* _WHAT THE TASK REQUIRES_:
Render each line of the entries below as a numbered list, omitting the blank lines.

* _EXERCISE INPUT_:
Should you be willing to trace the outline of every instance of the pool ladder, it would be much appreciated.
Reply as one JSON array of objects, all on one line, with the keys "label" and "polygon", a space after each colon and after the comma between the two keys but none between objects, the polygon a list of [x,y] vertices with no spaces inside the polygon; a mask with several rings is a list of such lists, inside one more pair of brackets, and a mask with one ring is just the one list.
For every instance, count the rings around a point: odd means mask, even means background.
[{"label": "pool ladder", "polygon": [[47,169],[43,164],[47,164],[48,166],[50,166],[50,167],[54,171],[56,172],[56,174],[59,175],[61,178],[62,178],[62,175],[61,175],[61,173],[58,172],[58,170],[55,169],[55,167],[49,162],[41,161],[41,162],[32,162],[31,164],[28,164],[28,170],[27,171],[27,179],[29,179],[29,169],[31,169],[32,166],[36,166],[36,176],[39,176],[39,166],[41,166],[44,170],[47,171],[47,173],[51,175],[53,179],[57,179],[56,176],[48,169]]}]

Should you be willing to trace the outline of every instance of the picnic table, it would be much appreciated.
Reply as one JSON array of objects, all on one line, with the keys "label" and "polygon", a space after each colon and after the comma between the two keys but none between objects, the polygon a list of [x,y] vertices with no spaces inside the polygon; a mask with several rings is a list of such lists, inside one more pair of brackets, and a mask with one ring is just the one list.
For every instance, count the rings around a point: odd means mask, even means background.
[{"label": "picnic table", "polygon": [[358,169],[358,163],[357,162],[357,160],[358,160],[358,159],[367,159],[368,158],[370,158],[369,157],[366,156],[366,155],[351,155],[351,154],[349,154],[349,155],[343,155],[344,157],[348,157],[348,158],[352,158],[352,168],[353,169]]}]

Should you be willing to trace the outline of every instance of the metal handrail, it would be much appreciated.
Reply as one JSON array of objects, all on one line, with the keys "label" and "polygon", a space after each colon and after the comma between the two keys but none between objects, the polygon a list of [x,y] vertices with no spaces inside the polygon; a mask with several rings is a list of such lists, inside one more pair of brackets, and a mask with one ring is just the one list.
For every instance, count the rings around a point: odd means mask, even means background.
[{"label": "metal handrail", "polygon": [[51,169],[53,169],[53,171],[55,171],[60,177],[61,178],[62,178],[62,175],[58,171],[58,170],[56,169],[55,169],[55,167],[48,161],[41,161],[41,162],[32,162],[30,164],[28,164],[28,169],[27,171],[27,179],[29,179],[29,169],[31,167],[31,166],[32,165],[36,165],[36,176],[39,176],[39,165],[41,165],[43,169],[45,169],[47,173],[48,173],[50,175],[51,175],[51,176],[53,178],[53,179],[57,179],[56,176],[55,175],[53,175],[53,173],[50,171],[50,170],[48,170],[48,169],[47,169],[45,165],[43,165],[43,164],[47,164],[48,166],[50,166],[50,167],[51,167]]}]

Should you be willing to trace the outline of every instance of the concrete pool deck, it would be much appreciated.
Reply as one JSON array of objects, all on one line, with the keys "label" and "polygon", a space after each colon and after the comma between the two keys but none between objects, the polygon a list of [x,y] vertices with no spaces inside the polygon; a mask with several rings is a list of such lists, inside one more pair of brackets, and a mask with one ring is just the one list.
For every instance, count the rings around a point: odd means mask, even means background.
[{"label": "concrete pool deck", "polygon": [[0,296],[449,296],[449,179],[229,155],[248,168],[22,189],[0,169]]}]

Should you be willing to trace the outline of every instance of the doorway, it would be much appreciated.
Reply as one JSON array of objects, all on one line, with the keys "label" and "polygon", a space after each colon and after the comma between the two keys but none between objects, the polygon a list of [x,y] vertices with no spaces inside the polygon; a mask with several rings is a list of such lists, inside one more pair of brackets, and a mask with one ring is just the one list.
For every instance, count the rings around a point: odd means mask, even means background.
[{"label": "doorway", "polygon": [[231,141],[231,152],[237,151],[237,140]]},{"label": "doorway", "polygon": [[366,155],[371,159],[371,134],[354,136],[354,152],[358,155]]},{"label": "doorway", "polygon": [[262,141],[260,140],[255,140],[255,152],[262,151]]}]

* _FULL OUTPUT_:
1. Should you be willing to trace the outline of every instance of the pool ladder, it would be much appreciated.
2. Reply as one JSON array of objects, all on one line, with the keys "label" and "polygon", a space after each colon and after the comma between the two keys but none between objects, the polygon a list of [x,y] vertices with no spaces inside the polygon; a mask with several rings is a list of such lists, inside one more pair of brackets, and a mask with one ring is just the one list.
3. For every instance, count the rings around a point: odd means mask, even means background.
4. [{"label": "pool ladder", "polygon": [[47,169],[43,164],[47,164],[48,166],[50,166],[50,167],[54,171],[56,172],[56,174],[59,175],[61,178],[62,178],[62,175],[61,175],[61,173],[58,172],[58,170],[55,169],[55,167],[49,162],[41,161],[41,162],[32,162],[31,164],[28,164],[28,170],[27,171],[27,179],[29,179],[29,169],[31,169],[32,166],[36,166],[36,176],[39,176],[39,166],[41,166],[44,170],[47,171],[47,173],[51,175],[53,179],[57,179],[56,176],[48,169]]}]
5. Should you be willing to trace the outline of every instance of the picnic table, it would be much appreciated.
6. Reply as one JSON array of objects, all on one line, with the keys "label" and "polygon", a space after each colon and after the comma between the two keys but none between objects, the polygon a list of [x,y] vertices with no spaces inside the polygon; a mask with several rings is a list of such lists, inside one more pair of brackets, and a mask with one ring is just the one list.
7. For every instance, count the rings around a point: odd means mask, even means background.
8. [{"label": "picnic table", "polygon": [[358,169],[358,163],[357,162],[357,160],[358,160],[358,159],[367,159],[368,158],[370,158],[369,157],[366,156],[366,155],[351,155],[351,154],[349,154],[349,155],[343,155],[344,157],[348,157],[348,158],[352,158],[352,168],[353,169]]}]
9. Should you be willing to trace the outline of every instance of the metal handrail, it would be much appreciated.
10. Reply as one JSON array of objects, all on one line, with the keys "label" and "polygon", a space after each colon and after the comma between the two keys but none between objects, the polygon a list of [x,y] vertices with no spaces inside the polygon; a mask with several rings is a list of such lists, inside one more pair of brackets, and a mask with one ring is just the one list.
11. For every instance, count the rings around a point: odd means mask, even means background.
12. [{"label": "metal handrail", "polygon": [[51,169],[53,169],[53,171],[55,171],[60,177],[61,178],[62,178],[62,175],[58,171],[58,170],[56,169],[55,169],[55,167],[48,161],[41,161],[41,162],[32,162],[30,164],[28,164],[28,169],[27,171],[27,179],[29,179],[29,169],[31,167],[31,166],[32,165],[36,165],[36,176],[39,176],[39,165],[41,165],[43,169],[45,169],[47,173],[48,173],[50,175],[51,175],[51,176],[53,178],[53,179],[57,179],[56,176],[55,175],[53,175],[53,173],[50,171],[50,170],[48,170],[48,169],[47,169],[45,165],[43,165],[43,164],[47,164],[48,166],[50,166],[50,167],[51,167]]}]
13. Should you be willing to trace the outline of every instance of the concrete pool deck, it would be much appreciated.
14. Reply as one JSON array of objects, all on one line, with the keys "label" and "polygon", a space after each colon and after the comma between the two keys but none between objects, the polygon a list of [x,y] vertices with no spaces inside the polygon; a mask with several rings is a list of such lists, inside one more pair of brackets, and a mask with one ring is just the one list.
15. For every instance, count the rings around a point: odd means mask, even means background.
16. [{"label": "concrete pool deck", "polygon": [[0,296],[449,296],[449,179],[229,155],[248,168],[22,189],[0,169]]}]
17. Should you be willing to trace the outline of every instance of the doorway, it would be much appreciated.
18. Reply as one JSON array of objects, all on one line, with the keys "label" and "polygon", a space after each colon and after the comma between the two keys but none between objects, the polygon a list of [x,y] vertices with no spaces inside the polygon; a mask with several rings is a list of such lists, inside one more pair of brackets, and a mask with one ring is just the one list.
19. For every instance, count the rings around a point: odd means mask, even means background.
20. [{"label": "doorway", "polygon": [[231,141],[231,152],[237,151],[237,140]]},{"label": "doorway", "polygon": [[366,155],[371,159],[371,134],[354,136],[354,152],[358,155]]},{"label": "doorway", "polygon": [[262,141],[260,140],[255,140],[255,152],[262,151]]}]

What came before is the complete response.